■ Task instructions ■
From the first record to the last, write each one out again exactly.

■ Working data ■
....

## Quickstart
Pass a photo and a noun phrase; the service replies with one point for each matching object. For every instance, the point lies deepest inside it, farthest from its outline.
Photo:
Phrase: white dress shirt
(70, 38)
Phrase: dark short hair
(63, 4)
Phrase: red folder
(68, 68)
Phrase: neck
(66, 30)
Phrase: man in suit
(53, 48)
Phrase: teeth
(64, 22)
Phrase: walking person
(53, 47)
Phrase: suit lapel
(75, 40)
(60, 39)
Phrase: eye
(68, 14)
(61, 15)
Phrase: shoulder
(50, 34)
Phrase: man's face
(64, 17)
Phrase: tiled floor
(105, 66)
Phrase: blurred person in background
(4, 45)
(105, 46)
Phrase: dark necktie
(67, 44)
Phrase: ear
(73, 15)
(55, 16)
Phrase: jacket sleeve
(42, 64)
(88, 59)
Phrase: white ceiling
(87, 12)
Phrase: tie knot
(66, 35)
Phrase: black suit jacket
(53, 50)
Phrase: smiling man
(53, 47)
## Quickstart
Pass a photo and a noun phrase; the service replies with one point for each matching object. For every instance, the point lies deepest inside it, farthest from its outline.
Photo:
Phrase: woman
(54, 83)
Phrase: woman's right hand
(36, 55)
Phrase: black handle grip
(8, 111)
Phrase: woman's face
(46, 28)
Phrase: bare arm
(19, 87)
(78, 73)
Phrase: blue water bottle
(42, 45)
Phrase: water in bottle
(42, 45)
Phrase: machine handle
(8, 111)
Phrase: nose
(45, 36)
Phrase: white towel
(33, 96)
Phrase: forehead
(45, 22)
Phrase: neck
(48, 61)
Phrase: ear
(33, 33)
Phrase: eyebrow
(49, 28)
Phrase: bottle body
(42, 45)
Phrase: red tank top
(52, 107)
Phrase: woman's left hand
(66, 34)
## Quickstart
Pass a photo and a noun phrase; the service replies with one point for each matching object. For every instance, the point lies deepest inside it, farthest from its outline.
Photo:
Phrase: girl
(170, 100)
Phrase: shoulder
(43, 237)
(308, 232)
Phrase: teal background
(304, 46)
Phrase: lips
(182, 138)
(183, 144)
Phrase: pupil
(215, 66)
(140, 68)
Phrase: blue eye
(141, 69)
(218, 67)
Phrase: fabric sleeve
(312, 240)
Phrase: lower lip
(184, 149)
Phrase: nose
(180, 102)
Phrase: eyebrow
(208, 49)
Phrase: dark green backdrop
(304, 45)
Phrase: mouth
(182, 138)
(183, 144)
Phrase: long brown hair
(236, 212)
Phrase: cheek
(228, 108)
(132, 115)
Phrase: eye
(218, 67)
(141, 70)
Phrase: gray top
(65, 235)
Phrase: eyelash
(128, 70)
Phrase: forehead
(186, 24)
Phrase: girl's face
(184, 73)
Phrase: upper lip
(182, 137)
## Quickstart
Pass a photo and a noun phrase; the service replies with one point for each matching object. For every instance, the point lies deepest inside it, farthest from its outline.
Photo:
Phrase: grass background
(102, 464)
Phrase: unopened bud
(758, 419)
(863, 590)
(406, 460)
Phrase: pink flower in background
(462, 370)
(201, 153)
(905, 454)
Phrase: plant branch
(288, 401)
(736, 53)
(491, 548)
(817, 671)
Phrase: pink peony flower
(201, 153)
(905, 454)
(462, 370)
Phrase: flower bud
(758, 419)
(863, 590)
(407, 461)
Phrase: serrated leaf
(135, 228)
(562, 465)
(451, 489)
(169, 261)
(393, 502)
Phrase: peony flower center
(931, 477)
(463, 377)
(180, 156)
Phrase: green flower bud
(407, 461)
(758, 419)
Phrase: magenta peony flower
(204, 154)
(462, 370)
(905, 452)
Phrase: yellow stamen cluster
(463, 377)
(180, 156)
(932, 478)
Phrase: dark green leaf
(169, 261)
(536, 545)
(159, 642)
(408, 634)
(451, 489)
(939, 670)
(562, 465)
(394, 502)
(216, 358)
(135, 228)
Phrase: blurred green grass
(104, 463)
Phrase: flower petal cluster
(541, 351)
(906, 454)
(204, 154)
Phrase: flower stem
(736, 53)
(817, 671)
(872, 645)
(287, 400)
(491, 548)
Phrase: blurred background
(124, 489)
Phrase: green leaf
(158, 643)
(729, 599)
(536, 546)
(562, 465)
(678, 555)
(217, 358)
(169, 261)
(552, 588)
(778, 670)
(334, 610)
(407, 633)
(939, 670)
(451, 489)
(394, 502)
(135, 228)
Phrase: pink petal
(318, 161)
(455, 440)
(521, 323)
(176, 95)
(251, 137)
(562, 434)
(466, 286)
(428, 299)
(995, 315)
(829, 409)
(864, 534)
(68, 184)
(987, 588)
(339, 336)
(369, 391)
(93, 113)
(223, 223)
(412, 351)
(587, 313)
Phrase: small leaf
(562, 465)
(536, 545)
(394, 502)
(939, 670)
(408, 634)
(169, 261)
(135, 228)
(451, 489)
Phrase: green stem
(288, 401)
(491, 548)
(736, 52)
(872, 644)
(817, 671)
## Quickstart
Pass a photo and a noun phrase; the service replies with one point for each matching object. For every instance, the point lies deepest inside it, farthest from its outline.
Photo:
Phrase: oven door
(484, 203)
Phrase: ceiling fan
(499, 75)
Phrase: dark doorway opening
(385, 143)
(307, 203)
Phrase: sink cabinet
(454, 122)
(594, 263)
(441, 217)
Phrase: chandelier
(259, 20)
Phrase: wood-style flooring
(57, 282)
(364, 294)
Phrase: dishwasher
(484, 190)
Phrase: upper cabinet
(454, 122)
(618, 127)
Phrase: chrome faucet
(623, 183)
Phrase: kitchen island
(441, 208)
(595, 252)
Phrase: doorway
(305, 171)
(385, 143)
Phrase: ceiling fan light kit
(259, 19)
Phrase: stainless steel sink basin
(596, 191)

....

■ Answer for this exercise ■
## Quickstart
Pass a photo and a noun phrase; the service replies with one point for each matching object. For every instance, the point lies deepest inside it, farthest from its outline.
Photo:
Phrase: white dress shirt
(70, 38)
Phrase: dark short hair
(63, 4)
Phrase: red folder
(68, 68)
Phrase: neck
(66, 30)
Phrase: man in suit
(53, 48)
Phrase: teeth
(64, 22)
Phrase: walking person
(53, 47)
Phrase: suit lapel
(75, 40)
(60, 39)
Phrase: eye
(68, 14)
(61, 15)
Phrase: shoulder
(50, 34)
Phrase: man's face
(64, 17)
Phrase: tiled floor
(105, 66)
Phrase: blurred person in background
(4, 45)
(105, 46)
Phrase: dark necktie
(67, 44)
Phrase: ear
(73, 15)
(55, 16)
Phrase: jacket sleeve
(42, 64)
(88, 59)
Phrase: white ceiling
(87, 12)
Phrase: tie knot
(66, 35)
Phrase: black suit jacket
(53, 50)
Phrase: smiling man
(53, 47)
## Quickstart
Pass a photo and a noun phrase; the service replies with one point for each matching object. For every instance, the point lies deepest inside it, farthest from its outline.
Photo:
Phrase: woman
(54, 83)
Phrase: woman's right hand
(36, 55)
Phrase: black handle grip
(8, 111)
Phrase: woman's face
(46, 28)
Phrase: bare arm
(19, 87)
(78, 73)
Phrase: blue water bottle
(42, 45)
Phrase: water in bottle
(42, 45)
Phrase: machine handle
(8, 111)
Phrase: nose
(45, 36)
Phrase: white towel
(33, 96)
Phrase: forehead
(45, 22)
Phrase: neck
(48, 61)
Phrase: ear
(33, 33)
Phrase: eyebrow
(49, 28)
Phrase: bottle body
(42, 45)
Phrase: red tank top
(52, 107)
Phrase: woman's left hand
(66, 34)
## Quickstart
Pass a photo and a noun phrase; the service replies with one point for each matching object. For every instance, the point lies deepest inside it, farthest from its outline.
Photo:
Phrase: girl
(170, 100)
Phrase: shoulder
(43, 237)
(308, 232)
Phrase: teal background
(304, 46)
Phrase: lips
(182, 138)
(183, 144)
Phrase: pupil
(215, 66)
(140, 68)
Phrase: blue eye
(141, 69)
(218, 67)
Phrase: fabric sleeve
(312, 240)
Phrase: lower lip
(184, 149)
Phrase: nose
(180, 102)
Phrase: eyebrow
(208, 49)
Phrase: dark green backdrop
(304, 45)
Phrase: mouth
(182, 138)
(183, 144)
Phrase: long brown hair
(236, 212)
Phrase: cheek
(228, 108)
(132, 115)
Phrase: eye
(218, 67)
(141, 70)
Phrase: gray top
(65, 235)
Phrase: eyelash
(128, 70)
Phrase: forehead
(186, 24)
Phrase: girl's face
(184, 73)
Phrase: upper lip
(182, 137)
## Quickstart
Pass a photo and a noun phrase; the service replies with one point for each matching object. For every instance, the point lies deepest inside it, farthest from its outline.
Photo:
Phrase: grass background
(102, 464)
Phrase: unopened bud
(758, 419)
(863, 590)
(406, 460)
Phrase: pink flower in background
(462, 370)
(201, 153)
(905, 454)
Phrase: plant branch
(288, 401)
(736, 53)
(491, 548)
(817, 671)
Phrase: pink peony flower
(201, 153)
(905, 454)
(462, 370)
Phrase: flower bud
(758, 419)
(863, 590)
(407, 461)
Phrase: serrated leaf
(135, 228)
(562, 465)
(451, 489)
(169, 261)
(393, 502)
Phrase: peony flower center
(931, 477)
(463, 377)
(180, 156)
Phrase: green flower bud
(407, 461)
(758, 419)
Phrase: magenta peony flower
(204, 154)
(462, 370)
(905, 452)
Phrase: yellow stamen cluster
(463, 377)
(180, 156)
(932, 478)
Phrase: dark green leaf
(169, 261)
(536, 545)
(159, 642)
(408, 634)
(451, 489)
(939, 670)
(562, 465)
(394, 502)
(216, 358)
(135, 228)
Phrase: blurred green grass
(104, 463)
Phrase: flower petal cluster
(541, 351)
(906, 454)
(204, 154)
Phrase: flower stem
(736, 53)
(817, 671)
(872, 645)
(287, 400)
(491, 548)
Phrase: blurred background
(124, 489)
Phrase: green leaf
(158, 643)
(729, 599)
(536, 546)
(562, 465)
(678, 555)
(217, 358)
(169, 261)
(552, 588)
(778, 670)
(334, 610)
(407, 633)
(939, 670)
(451, 489)
(394, 502)
(135, 228)
Phrase: pink petal
(318, 161)
(455, 440)
(521, 323)
(176, 95)
(251, 137)
(562, 434)
(466, 286)
(428, 299)
(995, 315)
(829, 409)
(864, 534)
(68, 184)
(987, 588)
(339, 336)
(369, 391)
(93, 113)
(223, 223)
(412, 351)
(587, 313)
Phrase: small leaf
(562, 465)
(536, 545)
(394, 502)
(939, 670)
(408, 634)
(169, 261)
(135, 228)
(451, 489)
Phrase: green stem
(288, 401)
(491, 548)
(736, 52)
(872, 644)
(817, 671)
## Quickstart
Pass a photo and a noun phrase; the service replies with one point for each matching object. For every instance, the point lies deepest inside it, farthest from its outline.
Photo:
Phrase: oven door
(484, 203)
Phrase: ceiling fan
(499, 75)
Phrase: dark doorway opening
(385, 143)
(307, 203)
Phrase: sink cabinet
(454, 122)
(594, 263)
(441, 217)
Phrase: chandelier
(259, 20)
Phrase: wood-style flooring
(57, 282)
(364, 294)
Phrase: dishwasher
(484, 190)
Phrase: upper cabinet
(454, 122)
(618, 127)
Phrase: chrome faucet
(623, 183)
Phrase: kitchen island
(441, 208)
(595, 252)
Phrase: doorway
(305, 171)
(385, 143)
Phrase: ceiling fan light kit
(259, 19)
Phrase: stainless steel sink basin
(596, 191)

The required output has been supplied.